=== EXERCISE REQUIREMENTS ===
Each line of the listing needs to be given again exactly.

*** Opening of DATASET EXCERPTS ***

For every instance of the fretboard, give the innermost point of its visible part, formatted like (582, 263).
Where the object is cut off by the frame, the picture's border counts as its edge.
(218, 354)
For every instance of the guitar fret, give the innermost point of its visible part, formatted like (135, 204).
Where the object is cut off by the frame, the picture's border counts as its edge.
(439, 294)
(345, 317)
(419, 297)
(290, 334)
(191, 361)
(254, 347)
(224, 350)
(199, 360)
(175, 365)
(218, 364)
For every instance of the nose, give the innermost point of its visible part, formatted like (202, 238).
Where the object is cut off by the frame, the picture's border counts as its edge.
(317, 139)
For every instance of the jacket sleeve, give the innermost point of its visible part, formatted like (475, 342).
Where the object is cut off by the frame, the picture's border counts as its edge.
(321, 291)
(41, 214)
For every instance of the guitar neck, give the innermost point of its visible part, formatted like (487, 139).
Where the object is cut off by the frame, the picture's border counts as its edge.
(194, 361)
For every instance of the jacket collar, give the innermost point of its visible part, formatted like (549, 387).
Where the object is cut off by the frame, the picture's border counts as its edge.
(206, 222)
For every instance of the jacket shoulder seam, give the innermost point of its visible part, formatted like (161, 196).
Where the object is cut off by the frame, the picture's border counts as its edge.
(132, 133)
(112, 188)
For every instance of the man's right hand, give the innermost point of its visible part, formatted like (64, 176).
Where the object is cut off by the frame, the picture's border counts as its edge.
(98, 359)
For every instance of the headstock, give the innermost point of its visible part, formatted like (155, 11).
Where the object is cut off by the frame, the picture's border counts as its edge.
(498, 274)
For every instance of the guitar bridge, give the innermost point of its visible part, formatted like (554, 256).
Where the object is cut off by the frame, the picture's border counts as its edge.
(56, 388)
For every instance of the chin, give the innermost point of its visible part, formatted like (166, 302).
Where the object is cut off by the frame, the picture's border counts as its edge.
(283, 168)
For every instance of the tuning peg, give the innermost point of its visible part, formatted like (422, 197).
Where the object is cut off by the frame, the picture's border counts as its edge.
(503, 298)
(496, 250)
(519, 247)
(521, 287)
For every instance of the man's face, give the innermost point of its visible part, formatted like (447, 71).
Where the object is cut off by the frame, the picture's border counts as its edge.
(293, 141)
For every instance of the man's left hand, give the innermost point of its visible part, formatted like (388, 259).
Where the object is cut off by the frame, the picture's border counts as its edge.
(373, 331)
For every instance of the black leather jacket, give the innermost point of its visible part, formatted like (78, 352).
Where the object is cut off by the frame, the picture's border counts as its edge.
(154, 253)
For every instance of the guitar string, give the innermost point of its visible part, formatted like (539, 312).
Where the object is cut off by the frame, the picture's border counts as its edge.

*** Close of DATASET EXCERPTS ***

=== WRITTEN RESPONSE ===
For every instance of the fretboard, give the innermost point of its visible part, formatted like (582, 263).
Where the object is cut off by the frame, the picture's border counts as its edge.
(218, 354)
For every instance of the guitar fret, give the innermost point of its visible part, formatted like (135, 204).
Where the object is cut off by the frame, the picture's border counts as its edge.
(439, 294)
(345, 317)
(419, 297)
(290, 334)
(191, 361)
(254, 347)
(224, 350)
(199, 360)
(175, 365)
(218, 364)
For every instance of the nose, give the innermost point of its visible part, formatted like (202, 238).
Where the object is cut off by the frame, the picture's border counts as its edge.
(317, 139)
For every instance of the jacket sleeve, give the innermost point of its visible part, formatted like (475, 342).
Where the object is cut off by the frame, the picture's border counts as its edge.
(321, 291)
(41, 214)
For every instance of the guitar neck, give the innermost point of its visible part, formatted like (487, 139).
Where the object is cut off by the frame, the picture's border counts as its edge.
(194, 361)
For every instance of the jacket collar, give the innermost point of its visible part, formatted like (549, 387).
Where the object is cut off by the frame, the picture's border counts as its edge.
(206, 222)
For every instance of the jacket shoulder seam, give the innermost point of its visible part, formatted like (161, 196).
Where the object is cut off by the frame, the picture's border counts as its edge.
(132, 133)
(112, 188)
For every instance of the man's right hand, give the innermost point of its visible part, formatted like (64, 176).
Where the object is cut off by the frame, the picture's border counts as its edge.
(98, 359)
For every instance of the headstock, give the innermost point of its visible part, formatted like (155, 11).
Where the object is cut off by the frame, the picture's border counts as its edge.
(498, 274)
For every instance of the guitar bridge, give the innermost point of its visible part, formatted like (554, 256).
Where the object is cut off by the frame, the picture's border counts as its edge.
(56, 388)
For every instance of the chin, give the innermost point of its visible part, formatted like (166, 302).
Where the object is cut off by the frame, the picture's border counts as its edge.
(283, 168)
For every instance of the tuning peg, give the innermost point of its visible part, formatted like (422, 197).
Where the object is cut off by the frame, the picture's border counts as its edge.
(503, 298)
(496, 250)
(519, 247)
(521, 287)
For every instance of the man's face, give the innermost point of its visible part, formatted like (447, 71).
Where the object is cut off by the frame, the picture's border counts as its edge.
(293, 141)
For every instance of the man's left hand, give the innermost point of its visible part, formatted like (388, 259).
Where the object is cut off by the frame, the picture's border counts as its edge.
(373, 331)
For every instance of the black leather jacket, give the innermost point of its visible part, formatted like (78, 352).
Where the object is cut off by the frame, the picture's border counts as its edge.
(154, 253)
For every instance of the guitar string, give the innermost point of its visible part, formatted like (539, 312).
Where the object is cut off by the frame, the picture's border counts as its edge.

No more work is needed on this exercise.